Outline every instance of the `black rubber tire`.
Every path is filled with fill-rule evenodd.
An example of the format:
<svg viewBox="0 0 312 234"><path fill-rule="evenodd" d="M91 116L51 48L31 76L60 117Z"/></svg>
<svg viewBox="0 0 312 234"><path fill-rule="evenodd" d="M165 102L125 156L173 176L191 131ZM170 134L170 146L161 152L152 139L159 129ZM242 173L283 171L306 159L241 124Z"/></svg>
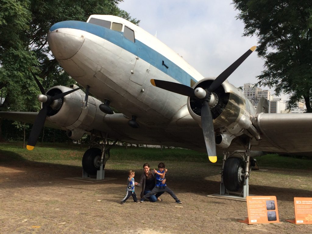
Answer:
<svg viewBox="0 0 312 234"><path fill-rule="evenodd" d="M241 175L244 172L245 166L241 158L230 158L227 159L223 170L223 182L226 188L236 191L242 188L245 181Z"/></svg>
<svg viewBox="0 0 312 234"><path fill-rule="evenodd" d="M101 154L102 151L98 148L91 148L85 151L82 157L84 170L89 175L96 175L97 171L100 169L100 164L95 161L100 159Z"/></svg>

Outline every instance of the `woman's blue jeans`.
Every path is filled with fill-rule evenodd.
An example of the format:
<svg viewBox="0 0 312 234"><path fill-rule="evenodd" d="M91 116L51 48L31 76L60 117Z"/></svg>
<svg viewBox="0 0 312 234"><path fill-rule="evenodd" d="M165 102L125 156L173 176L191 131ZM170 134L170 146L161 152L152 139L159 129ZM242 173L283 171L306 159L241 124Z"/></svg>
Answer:
<svg viewBox="0 0 312 234"><path fill-rule="evenodd" d="M144 190L144 195L145 195L151 191L151 190ZM152 202L155 202L157 201L157 199L158 198L158 197L160 197L160 195L163 194L163 193L164 193L164 192L160 192L159 193L156 193L156 194L154 195L152 195L150 197L148 197L148 199L150 201Z"/></svg>

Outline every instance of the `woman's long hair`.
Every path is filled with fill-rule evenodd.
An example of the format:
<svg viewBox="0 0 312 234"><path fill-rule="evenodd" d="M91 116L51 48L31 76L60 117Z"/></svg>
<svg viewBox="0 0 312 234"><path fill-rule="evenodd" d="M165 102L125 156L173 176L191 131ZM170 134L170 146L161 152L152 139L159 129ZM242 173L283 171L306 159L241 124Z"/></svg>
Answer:
<svg viewBox="0 0 312 234"><path fill-rule="evenodd" d="M143 168L144 168L144 167L147 166L149 167L149 168L150 168L151 167L149 166L149 164L148 163L144 163L143 165ZM145 173L145 172L144 172ZM147 175L147 178L149 179L151 177L152 177L152 173L151 172L151 170L149 170L149 174Z"/></svg>

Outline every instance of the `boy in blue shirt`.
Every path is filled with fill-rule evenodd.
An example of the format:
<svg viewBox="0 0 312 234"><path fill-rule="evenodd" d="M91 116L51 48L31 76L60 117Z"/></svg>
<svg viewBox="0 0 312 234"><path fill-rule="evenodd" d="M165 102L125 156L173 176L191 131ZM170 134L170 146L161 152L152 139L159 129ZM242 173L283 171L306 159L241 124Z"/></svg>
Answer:
<svg viewBox="0 0 312 234"><path fill-rule="evenodd" d="M136 194L134 192L134 185L138 184L138 183L134 182L134 177L135 173L134 171L130 170L129 171L129 177L128 177L128 185L126 190L127 192L126 196L120 202L121 205L125 205L125 202L128 198L132 196L133 198L133 201L134 202L139 202L140 201L138 200L137 198Z"/></svg>
<svg viewBox="0 0 312 234"><path fill-rule="evenodd" d="M143 198L140 200L140 202L144 202L145 199L155 193L157 193L159 192L167 192L175 200L176 203L182 204L182 202L179 200L172 190L168 187L165 183L163 184L162 183L163 181L165 178L166 173L168 171L168 170L165 168L164 163L160 163L158 164L158 171L154 169L154 172L156 174L156 184L155 187L152 191L145 194Z"/></svg>

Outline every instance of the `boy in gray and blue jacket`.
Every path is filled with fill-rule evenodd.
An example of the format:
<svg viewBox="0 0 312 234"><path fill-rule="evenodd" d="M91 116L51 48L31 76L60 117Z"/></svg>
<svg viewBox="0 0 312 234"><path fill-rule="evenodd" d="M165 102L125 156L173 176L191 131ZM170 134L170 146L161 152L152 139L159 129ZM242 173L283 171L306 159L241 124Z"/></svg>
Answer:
• • • •
Copy the whole of the material above exactly, but not its images.

Outline every instance of the `black rubber tire`.
Every path is filled with fill-rule evenodd.
An example of the format:
<svg viewBox="0 0 312 234"><path fill-rule="evenodd" d="M91 116L51 48L31 76L60 117Z"/></svg>
<svg viewBox="0 0 312 234"><path fill-rule="evenodd" d="M165 102L125 156L173 176L191 131ZM170 134L170 146L161 152L152 139L159 129ZM242 173L283 171L306 159L241 124Z"/></svg>
Answer:
<svg viewBox="0 0 312 234"><path fill-rule="evenodd" d="M241 175L244 172L245 166L241 158L230 158L227 159L223 170L223 182L226 188L236 191L242 188L245 181Z"/></svg>
<svg viewBox="0 0 312 234"><path fill-rule="evenodd" d="M101 154L102 151L98 148L91 148L85 151L82 157L84 170L89 175L96 175L97 171L100 169L100 164L95 161L100 159Z"/></svg>

Outline every instance of the `woman's blue jeans`.
Every path is filled with fill-rule evenodd.
An example of the format:
<svg viewBox="0 0 312 234"><path fill-rule="evenodd" d="M91 116L51 48L31 76L60 117Z"/></svg>
<svg viewBox="0 0 312 234"><path fill-rule="evenodd" d="M165 102L125 156L173 176L191 131ZM170 134L170 146L161 152L152 139L159 129ZM242 173L283 171L306 159L241 124Z"/></svg>
Answer:
<svg viewBox="0 0 312 234"><path fill-rule="evenodd" d="M144 190L144 195L145 195L151 191L151 190ZM152 202L155 202L157 201L157 199L158 198L158 197L160 197L160 195L163 194L163 193L164 193L164 192L160 192L159 193L156 193L156 194L154 195L152 195L150 197L148 197L148 199L150 201Z"/></svg>

Outline every instance of the `woman's long hair`.
Every path is filled with fill-rule evenodd.
An example of the format:
<svg viewBox="0 0 312 234"><path fill-rule="evenodd" d="M91 116L51 48L31 76L60 117Z"/></svg>
<svg viewBox="0 0 312 234"><path fill-rule="evenodd" d="M165 102L125 156L173 176L191 131ZM170 134L170 146L161 152L152 139L159 129ZM242 173L283 171L306 159L241 124Z"/></svg>
Answer:
<svg viewBox="0 0 312 234"><path fill-rule="evenodd" d="M143 168L144 168L144 167L147 166L149 167L149 168L150 168L151 167L149 166L149 164L148 163L144 163L143 165ZM145 173L145 172L144 172ZM147 175L147 178L149 179L151 177L152 177L152 173L151 172L151 170L149 170L149 174Z"/></svg>

Outline every instance of the `boy in blue shirt`.
Every path is filled with fill-rule evenodd.
An example of the format:
<svg viewBox="0 0 312 234"><path fill-rule="evenodd" d="M91 116L51 48L31 76L60 117Z"/></svg>
<svg viewBox="0 0 312 234"><path fill-rule="evenodd" d="M165 102L125 156L173 176L191 131ZM170 134L170 146L161 152L152 139L159 129ZM242 173L283 171L306 159L241 124Z"/></svg>
Answer:
<svg viewBox="0 0 312 234"><path fill-rule="evenodd" d="M136 194L134 192L134 185L138 184L138 183L134 182L134 177L135 173L134 171L130 170L129 171L129 177L128 177L128 185L126 190L127 192L126 196L120 202L121 205L125 205L125 202L128 198L132 196L133 198L133 201L134 202L139 202L140 201L138 200L137 198Z"/></svg>
<svg viewBox="0 0 312 234"><path fill-rule="evenodd" d="M143 198L140 200L140 202L144 202L145 199L155 193L157 193L159 192L167 192L175 200L176 203L182 204L182 202L179 200L172 190L168 187L165 183L163 184L162 183L163 181L165 178L166 173L168 171L168 170L165 168L164 163L160 163L158 164L158 171L154 169L154 172L156 174L156 184L155 187L152 191L145 194Z"/></svg>

Outline every instance of the `boy in gray and blue jacket`.
Every path is filled with fill-rule evenodd.
An example of the format:
<svg viewBox="0 0 312 234"><path fill-rule="evenodd" d="M91 116L51 48L31 76L60 117Z"/></svg>
<svg viewBox="0 0 312 234"><path fill-rule="evenodd" d="M165 102L125 156L173 176L191 131ZM170 134L170 146L161 152L152 139L159 129ZM242 173L283 171L306 159L241 124Z"/></svg>
Answer:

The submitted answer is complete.